_DATASET ENTRIES:_

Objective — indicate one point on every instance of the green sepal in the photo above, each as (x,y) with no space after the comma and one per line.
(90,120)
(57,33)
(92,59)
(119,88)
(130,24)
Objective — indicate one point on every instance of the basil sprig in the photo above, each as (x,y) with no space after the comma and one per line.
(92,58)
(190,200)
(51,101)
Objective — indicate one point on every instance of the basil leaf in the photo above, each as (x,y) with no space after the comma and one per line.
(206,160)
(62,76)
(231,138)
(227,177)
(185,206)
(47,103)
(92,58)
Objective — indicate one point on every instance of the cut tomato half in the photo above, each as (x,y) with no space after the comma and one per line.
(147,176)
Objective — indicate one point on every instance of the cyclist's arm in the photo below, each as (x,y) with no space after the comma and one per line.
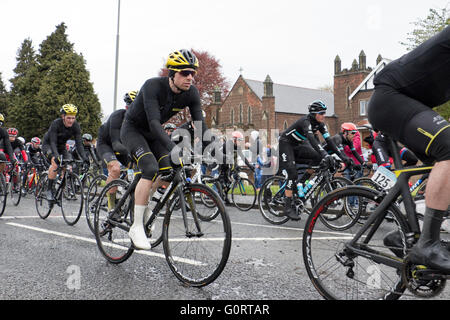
(79,141)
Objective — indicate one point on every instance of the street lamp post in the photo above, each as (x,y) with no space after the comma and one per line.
(117,58)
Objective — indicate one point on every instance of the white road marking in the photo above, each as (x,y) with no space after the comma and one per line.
(71,236)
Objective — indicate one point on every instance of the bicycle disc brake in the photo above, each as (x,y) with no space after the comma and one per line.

_TASK DESCRIPTION:_ Copy the listing word for word, excluding its pictures.

_ANSWER FOR THE TASK:_
Objective — indicate one point on every instance of the green sepal in the photo above, each as (x,y) with no space after the comma and one per line.
(90,120)
(57,33)
(92,59)
(119,88)
(130,24)
Objective — indicate one point on every instance of the basil sprig in the photo above, each as (x,y) with no space after the comma and one per line.
(92,58)
(190,200)
(51,101)
Objective — indicate one point on every instance of the basil leaf in the photo above, each as (x,y) with no space after the comma and one per line.
(206,160)
(62,76)
(231,138)
(227,177)
(185,206)
(47,103)
(92,58)
Objective — indicate one point on every instance of the cut tomato half in the photo above, each as (x,y) with no space after the comma and one per line.
(147,176)
Objective — indicate one point on every instance of the cyclist's arm in the photo below, each as (x,y) with no space after the comma and one per line.
(79,141)
Objective — indicate one point on every instance of the street lamp post in the photo above, each as (x,y) with no space after the comma and one per line.
(117,58)
Objective — indicate one point on every instance of the white road marking in the photo above, each as (x,y) with no space after the comma and one per line.
(71,236)
Objective — indicate one point on every instance of the bicycle disc brake in the photo above, each as (x,y) with no space after the comma and one per line.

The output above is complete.